Short exercise:
Images are not part of the copy; write out the rest of the data exactly as given.
BEGIN Data
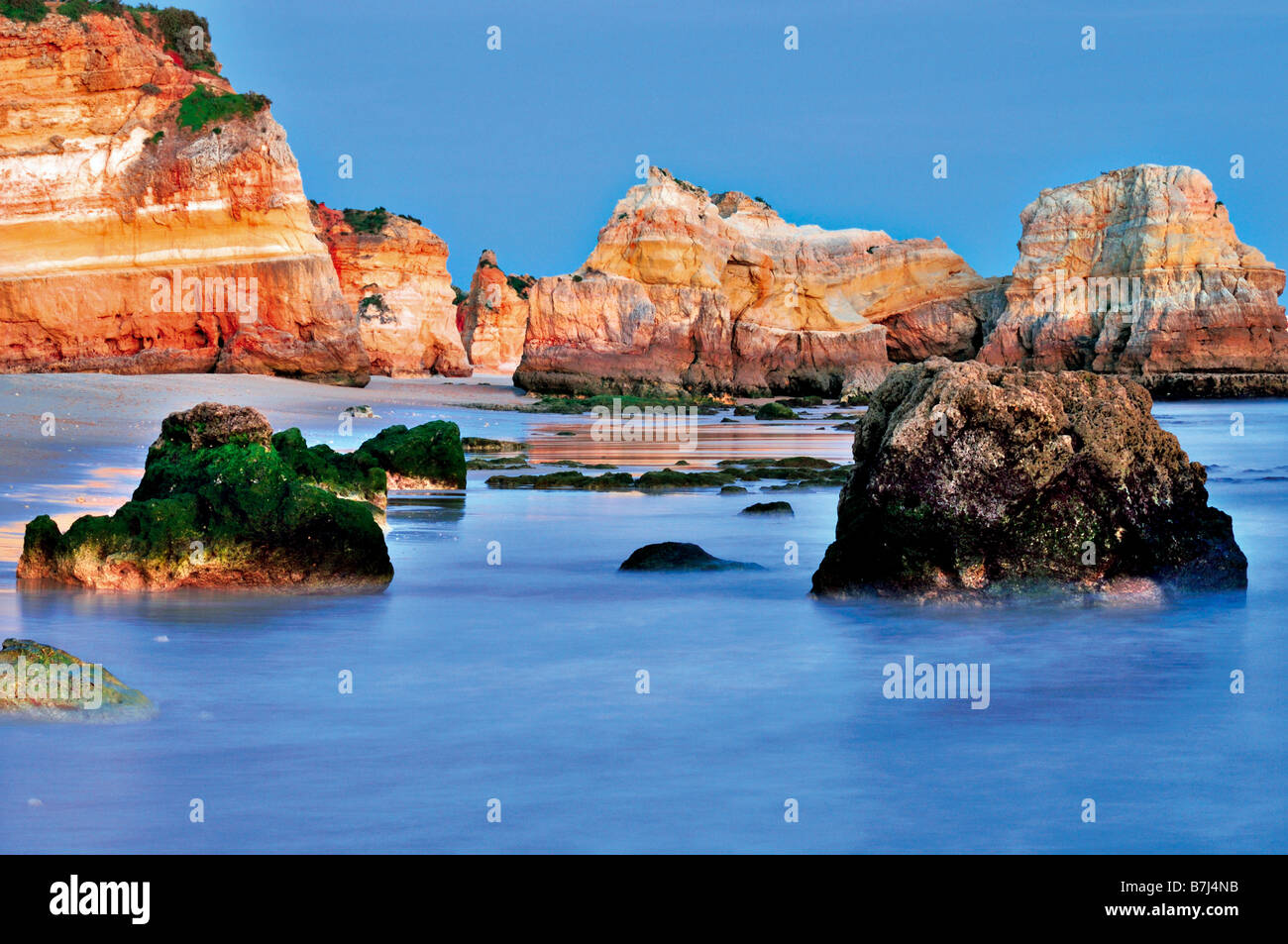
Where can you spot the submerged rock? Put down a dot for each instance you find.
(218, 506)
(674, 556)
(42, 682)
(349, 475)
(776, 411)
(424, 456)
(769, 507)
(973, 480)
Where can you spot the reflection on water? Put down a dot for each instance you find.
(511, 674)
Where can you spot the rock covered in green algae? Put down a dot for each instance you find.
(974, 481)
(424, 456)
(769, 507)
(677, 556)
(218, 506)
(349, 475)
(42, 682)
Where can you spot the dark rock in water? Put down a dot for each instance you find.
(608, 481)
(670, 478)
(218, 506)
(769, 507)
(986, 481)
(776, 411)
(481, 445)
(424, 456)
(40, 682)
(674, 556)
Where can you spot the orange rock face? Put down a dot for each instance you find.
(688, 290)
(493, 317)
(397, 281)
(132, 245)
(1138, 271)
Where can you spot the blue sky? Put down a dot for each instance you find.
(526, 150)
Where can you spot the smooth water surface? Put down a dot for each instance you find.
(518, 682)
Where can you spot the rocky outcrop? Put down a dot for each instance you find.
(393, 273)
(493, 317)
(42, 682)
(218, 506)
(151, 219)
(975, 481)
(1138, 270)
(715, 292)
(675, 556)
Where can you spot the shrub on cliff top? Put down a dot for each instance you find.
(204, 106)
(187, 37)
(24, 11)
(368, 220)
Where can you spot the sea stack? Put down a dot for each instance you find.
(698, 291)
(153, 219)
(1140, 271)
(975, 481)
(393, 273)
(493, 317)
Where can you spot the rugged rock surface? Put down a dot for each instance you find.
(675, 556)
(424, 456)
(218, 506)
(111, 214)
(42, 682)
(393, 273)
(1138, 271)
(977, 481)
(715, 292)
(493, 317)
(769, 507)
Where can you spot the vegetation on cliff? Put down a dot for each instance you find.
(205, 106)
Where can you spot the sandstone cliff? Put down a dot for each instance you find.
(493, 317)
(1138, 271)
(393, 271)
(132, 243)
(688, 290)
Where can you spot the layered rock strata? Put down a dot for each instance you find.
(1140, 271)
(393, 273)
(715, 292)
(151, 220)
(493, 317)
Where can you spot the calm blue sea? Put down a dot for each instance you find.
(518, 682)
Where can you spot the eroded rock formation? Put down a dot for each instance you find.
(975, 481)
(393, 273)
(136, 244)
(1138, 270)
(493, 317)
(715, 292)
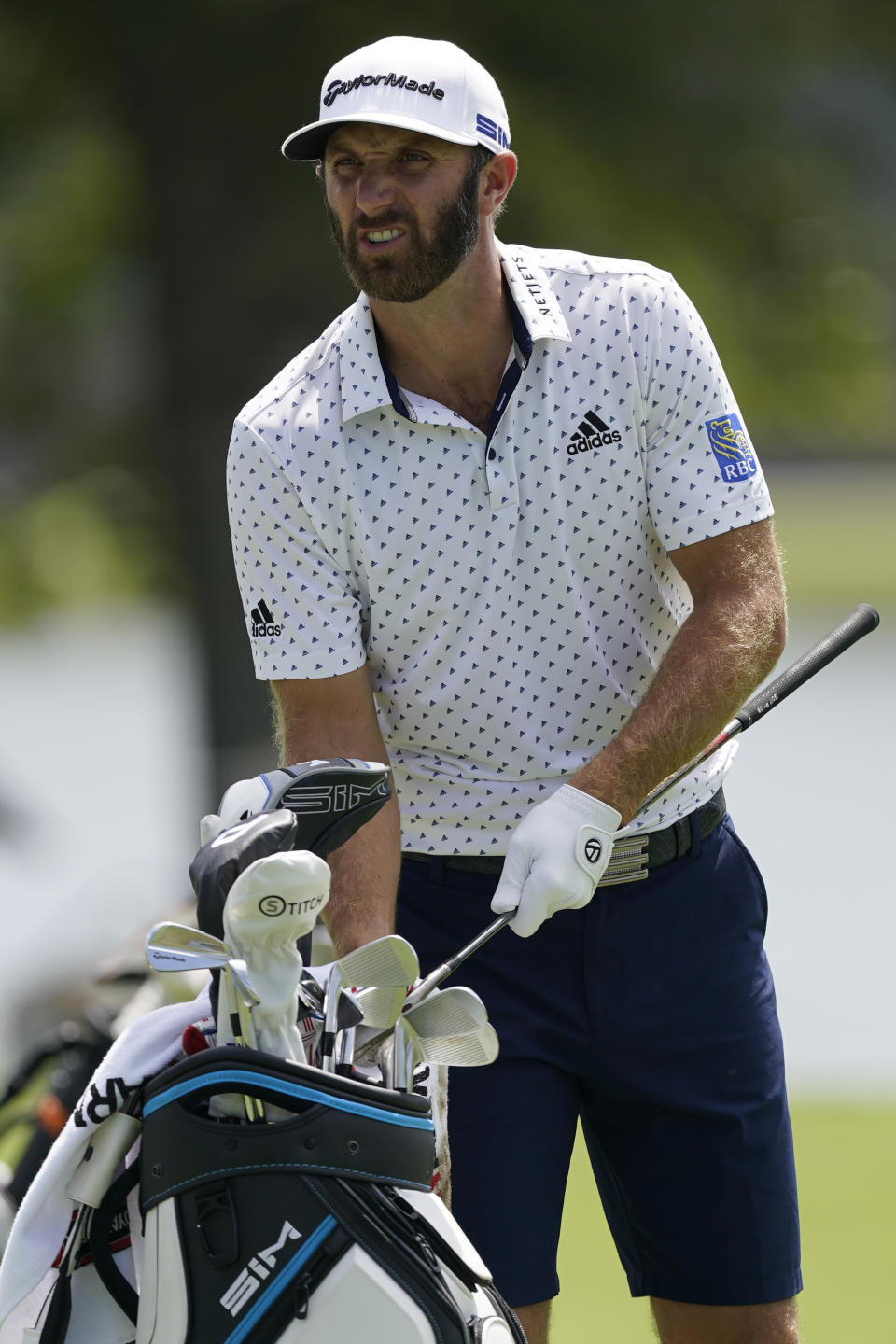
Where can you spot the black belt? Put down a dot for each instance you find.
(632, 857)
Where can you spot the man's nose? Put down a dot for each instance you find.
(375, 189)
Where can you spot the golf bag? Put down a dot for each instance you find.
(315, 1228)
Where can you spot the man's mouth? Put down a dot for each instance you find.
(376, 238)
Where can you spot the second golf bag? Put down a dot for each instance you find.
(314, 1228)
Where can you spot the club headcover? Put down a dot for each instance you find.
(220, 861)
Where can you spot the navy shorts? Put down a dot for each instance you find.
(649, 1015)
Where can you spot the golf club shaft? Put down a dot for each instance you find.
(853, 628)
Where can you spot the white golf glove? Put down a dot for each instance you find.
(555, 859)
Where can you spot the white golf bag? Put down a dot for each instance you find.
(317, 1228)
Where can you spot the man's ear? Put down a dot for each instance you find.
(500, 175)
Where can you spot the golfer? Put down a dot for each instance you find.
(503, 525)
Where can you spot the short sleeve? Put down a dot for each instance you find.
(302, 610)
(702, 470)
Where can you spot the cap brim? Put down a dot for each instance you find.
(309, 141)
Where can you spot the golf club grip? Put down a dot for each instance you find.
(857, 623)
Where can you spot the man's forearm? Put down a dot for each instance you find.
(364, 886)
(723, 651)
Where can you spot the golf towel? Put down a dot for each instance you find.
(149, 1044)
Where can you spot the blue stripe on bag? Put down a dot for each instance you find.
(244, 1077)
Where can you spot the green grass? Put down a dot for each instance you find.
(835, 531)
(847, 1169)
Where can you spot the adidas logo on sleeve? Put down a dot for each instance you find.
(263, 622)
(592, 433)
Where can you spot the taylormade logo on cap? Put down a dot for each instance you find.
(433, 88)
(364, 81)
END Data
Output below:
Where can you spot the submerged rock? Put down a dot for each instance you find.
(218, 506)
(674, 556)
(42, 682)
(349, 475)
(776, 411)
(424, 456)
(769, 507)
(973, 480)
Where can you spot the reflection on water? Put down a dot for each instance you find.
(511, 674)
Where can you spot the rock covered in green algae? Put down a dot for each instance you find.
(974, 481)
(424, 456)
(769, 507)
(677, 556)
(218, 506)
(349, 475)
(42, 682)
Where can you spot the dark rock in water? Put down a dot for each instance you find.
(608, 481)
(670, 478)
(218, 506)
(769, 507)
(986, 481)
(776, 411)
(481, 445)
(424, 456)
(40, 682)
(674, 556)
Where can you spot the orange rock face? Put down a dot for each instance you find.
(688, 290)
(493, 317)
(397, 281)
(132, 245)
(1138, 271)
Where can you spot the blue sky? Put down a dot for each instance you find.
(526, 150)
Where can you spot the smooth water surface? Put down a dot for each instance you find.
(518, 682)
Where can you spot the rocky outcrop? Put down a dot for each instance you find.
(393, 273)
(493, 317)
(42, 682)
(218, 506)
(151, 219)
(975, 481)
(1138, 270)
(715, 292)
(675, 556)
Where can you spot the shrub on cliff top? Put down a dot for each instance you find.
(204, 106)
(187, 37)
(24, 11)
(368, 220)
Where can you spot the sea stack? Put down a dot for each instance you find.
(698, 291)
(153, 219)
(1140, 271)
(975, 481)
(393, 273)
(493, 317)
Where can you spot the rugged rock surface? Put down a dot for each instance you find.
(675, 556)
(424, 456)
(218, 506)
(111, 214)
(42, 682)
(393, 273)
(1138, 271)
(977, 481)
(715, 292)
(493, 317)
(769, 507)
Where can you spot the vegetation on cliff? Put down a dot for each instance you find.
(205, 106)
Where can you spot the sandstone cliff? Put down a dot for each instance you find.
(493, 317)
(1138, 271)
(393, 271)
(132, 243)
(688, 290)
Where can you spot the layered rock strata? Put down a dot for each instance you find.
(1140, 271)
(393, 273)
(715, 292)
(151, 220)
(493, 317)
Where can you spot the calm blue sea? Put down a dot for each instance you find.
(518, 682)
Where can you spot the eroded rock formation? Put down a dot for each instance you find.
(975, 481)
(393, 273)
(136, 244)
(1138, 270)
(493, 317)
(715, 292)
Where can you spot the black belt? Put down a dot for each instance you find.
(632, 857)
Where can you spot the man's nose? Put down a dot for each instance you find.
(375, 189)
Where can you spot the golf bag? Put down a dot for each instance you find.
(315, 1228)
Where can you spot the man's mouth? Put down a dot for each instance you find.
(376, 238)
Where can you spot the second golf bag? Put down a dot for each instance you find.
(314, 1228)
Where can you spot the club headcover? Put down a dot for each instance you find.
(220, 861)
Where can you spot the navy shorts? Put down a dot for each instance you find.
(649, 1015)
Where can you spot the golf club shaft? Put down a dot for each instance you find.
(853, 628)
Where can you spot the white golf glove? Put down a dot for each instance you find.
(555, 859)
Where can you spot the white golf bag? Put down a dot for each instance you find.
(317, 1228)
Where can you spot the man's ear? Put down a dot for each instance you find.
(500, 175)
Where can you spot the golfer? Put down a dot for each instance you find.
(503, 525)
Where can you spot the short sleeve? Put down a dot for each instance you find.
(302, 610)
(702, 470)
Where can you spot the cap brim? Put down a dot for each instance you find.
(309, 141)
Where can you spot the golf club grip? Put down a dot for each instance you find.
(857, 623)
Where can you spot the man's forearm? Put down a dot for each instance you find.
(364, 886)
(723, 651)
Where can you spot the golf towel? Put down a dot for each instance you find.
(149, 1044)
Where can you spot the blue stripe on bag? Put down a dot for each instance you find.
(244, 1077)
Where can you spot the green grass? Put down a dot for each instance you find.
(835, 531)
(847, 1169)
Where can you spot the adidas logo on sleeve? Put down a dot for each instance you find.
(263, 622)
(592, 433)
Where can you spot the taylormade logo on cap? Put down a dot for each instance you find.
(433, 88)
(364, 81)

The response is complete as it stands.